Segment Start: PASSAGE TO READ

In 1967 Claude-Anne Lopez brought out a perfectly delightful book, Mon Cher Papa: Franklin and the Ladies of Paris. It described Benjamin Frank- lin’s eight years as the infant United States’ first ambassador to France from the slightly oblique angle of his relations with his French women friends. The book was amusing, subtle, beautifully written and, in its way, said everything that needed saying about Franklin’s achievement as the architect of the alliance without which the British might well have won the war of American Independence. It enjoyed great success: The Economist urged its readers to buy it, beg it, or forget to return it.
But 40 years have passed; Stacy Schiff might well feel that a new generation would enjoy a new book on the same theme, and readers of Mon Cher Papa might well anticipate fresh pleasure in meeting Dr Franklin again. The new author might even have made some discoveries, or have something of her own to say by way of supplement to Mrs Lopez. Unfortunately these agreeable expectations are on the whole disappointed.
Taste in books varies with time and place. Dr Franklin Goes to France is perhaps three times as long as Mon Cher Papa, but then Americans like fat books, even if they resemble over-stuffed and ill-packed suitcases. And they are so used to second-rate journalism that they may even like the amiable, slack language in which Dr Franklin is written. This British reader is inclined to urge the author to buy a good dictionary, and to get into the habit of consulting it. It would teach her the true meaning of such words as ‘import’ (p. 20), ‘wrangling (p. 33), ‘equitable’ (p. 46), ‘dulcet’ (p. 90), ‘devolve’ (p. 105), ‘militate’ (p. 124), ‘prevailing’ (p.

Segment End: PASSAGE TO READ
Segment Start: EXCERPTED DATA

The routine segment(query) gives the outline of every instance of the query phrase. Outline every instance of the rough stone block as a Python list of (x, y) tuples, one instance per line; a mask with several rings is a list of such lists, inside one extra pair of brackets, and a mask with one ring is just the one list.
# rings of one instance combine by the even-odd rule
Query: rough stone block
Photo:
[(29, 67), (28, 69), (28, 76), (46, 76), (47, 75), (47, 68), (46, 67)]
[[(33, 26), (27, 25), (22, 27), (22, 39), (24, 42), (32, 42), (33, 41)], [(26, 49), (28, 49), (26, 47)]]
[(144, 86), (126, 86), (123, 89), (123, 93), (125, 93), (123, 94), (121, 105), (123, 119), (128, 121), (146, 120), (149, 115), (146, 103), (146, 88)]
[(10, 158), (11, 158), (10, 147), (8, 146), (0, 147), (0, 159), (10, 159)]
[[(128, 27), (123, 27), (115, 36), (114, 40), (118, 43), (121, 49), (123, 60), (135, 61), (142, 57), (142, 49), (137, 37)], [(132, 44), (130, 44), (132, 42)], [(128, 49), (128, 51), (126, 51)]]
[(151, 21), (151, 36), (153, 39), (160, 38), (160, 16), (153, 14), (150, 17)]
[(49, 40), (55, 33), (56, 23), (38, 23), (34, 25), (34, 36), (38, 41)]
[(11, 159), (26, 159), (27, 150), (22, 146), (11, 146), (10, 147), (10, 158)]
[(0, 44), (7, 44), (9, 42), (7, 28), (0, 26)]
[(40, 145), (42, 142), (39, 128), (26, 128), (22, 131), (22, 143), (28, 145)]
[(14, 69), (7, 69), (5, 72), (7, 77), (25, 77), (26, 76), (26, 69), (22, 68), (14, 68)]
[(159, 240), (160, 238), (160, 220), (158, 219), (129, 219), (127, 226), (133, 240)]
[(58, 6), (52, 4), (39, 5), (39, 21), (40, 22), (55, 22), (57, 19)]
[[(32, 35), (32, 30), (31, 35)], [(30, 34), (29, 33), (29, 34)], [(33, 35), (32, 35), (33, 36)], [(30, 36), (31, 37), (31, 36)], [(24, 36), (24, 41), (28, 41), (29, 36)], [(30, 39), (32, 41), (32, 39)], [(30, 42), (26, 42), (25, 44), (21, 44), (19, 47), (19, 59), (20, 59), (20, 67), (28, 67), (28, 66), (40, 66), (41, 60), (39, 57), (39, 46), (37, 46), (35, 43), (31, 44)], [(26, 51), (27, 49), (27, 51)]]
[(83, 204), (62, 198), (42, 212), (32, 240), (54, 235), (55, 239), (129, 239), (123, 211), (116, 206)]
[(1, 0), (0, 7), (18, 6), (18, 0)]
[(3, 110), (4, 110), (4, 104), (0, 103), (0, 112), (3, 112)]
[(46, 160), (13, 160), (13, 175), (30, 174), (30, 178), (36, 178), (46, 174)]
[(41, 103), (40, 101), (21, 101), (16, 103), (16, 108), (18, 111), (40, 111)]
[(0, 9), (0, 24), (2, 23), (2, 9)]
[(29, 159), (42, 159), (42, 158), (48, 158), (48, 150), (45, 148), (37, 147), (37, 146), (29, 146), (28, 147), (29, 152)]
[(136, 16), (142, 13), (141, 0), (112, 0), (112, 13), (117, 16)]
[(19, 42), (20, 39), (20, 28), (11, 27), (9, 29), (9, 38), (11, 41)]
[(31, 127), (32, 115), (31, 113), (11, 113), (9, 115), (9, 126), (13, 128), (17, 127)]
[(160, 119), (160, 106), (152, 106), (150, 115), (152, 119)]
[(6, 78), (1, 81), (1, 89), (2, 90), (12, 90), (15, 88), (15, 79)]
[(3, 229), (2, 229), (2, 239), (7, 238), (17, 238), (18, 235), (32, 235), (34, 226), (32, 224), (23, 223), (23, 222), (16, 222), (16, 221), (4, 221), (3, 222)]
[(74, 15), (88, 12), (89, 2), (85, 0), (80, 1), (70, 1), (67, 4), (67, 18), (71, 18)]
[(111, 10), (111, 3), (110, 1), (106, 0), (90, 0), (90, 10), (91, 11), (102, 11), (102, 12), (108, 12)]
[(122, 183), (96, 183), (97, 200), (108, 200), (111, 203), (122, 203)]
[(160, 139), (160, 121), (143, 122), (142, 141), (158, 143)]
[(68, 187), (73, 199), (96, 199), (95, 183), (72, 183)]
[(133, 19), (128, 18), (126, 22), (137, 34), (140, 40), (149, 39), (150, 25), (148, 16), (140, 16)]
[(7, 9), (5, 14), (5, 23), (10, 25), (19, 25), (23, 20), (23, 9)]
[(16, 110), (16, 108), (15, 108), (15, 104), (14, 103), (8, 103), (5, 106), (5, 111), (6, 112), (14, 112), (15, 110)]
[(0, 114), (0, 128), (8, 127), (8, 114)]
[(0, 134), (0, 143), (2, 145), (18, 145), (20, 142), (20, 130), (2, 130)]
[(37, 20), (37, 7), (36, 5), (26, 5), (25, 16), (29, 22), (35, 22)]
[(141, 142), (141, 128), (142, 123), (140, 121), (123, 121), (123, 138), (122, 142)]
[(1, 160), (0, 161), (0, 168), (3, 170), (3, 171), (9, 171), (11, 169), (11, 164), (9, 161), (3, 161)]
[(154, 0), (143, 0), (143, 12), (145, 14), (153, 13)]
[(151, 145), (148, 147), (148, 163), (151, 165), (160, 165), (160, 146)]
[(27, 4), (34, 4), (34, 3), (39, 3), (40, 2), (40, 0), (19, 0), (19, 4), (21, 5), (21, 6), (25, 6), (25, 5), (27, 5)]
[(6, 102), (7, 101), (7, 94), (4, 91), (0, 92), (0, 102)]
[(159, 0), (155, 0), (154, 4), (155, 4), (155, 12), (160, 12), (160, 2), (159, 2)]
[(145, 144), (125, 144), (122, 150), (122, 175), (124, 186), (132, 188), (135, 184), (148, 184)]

Segment End: EXCERPTED DATA

### DIRECTIONS
[1] Which people does the book review mention by name?
[2] Copy the part of the book review that opens with the words containing "In 1967 Claude-Anne" and closes with "to return it.".

### RESULTS FOR EACH TASK
[1]
- Claude-Anne Lopez
- Benjamin Franklin
- Stacy Schiff

[2]
In 1967 Claude-Anne Lopez brought out a perfectly delightful book, Mon Cher Papa: Franklin and the Ladies of Paris. It described Benjamin Frank- lin’s eight years as the infant United States’ first ambassador to France from the slightly oblique angle of his relations with his French women friends. The book was amusing, subtle, beautifully written and, in its way, said everything that needed saying about Franklin’s achievement as the architect of the alliance without which the British might well have won the war of American Independence. It enjoyed great success: The Economist urged its readers to buy it, beg it, or forget to return it.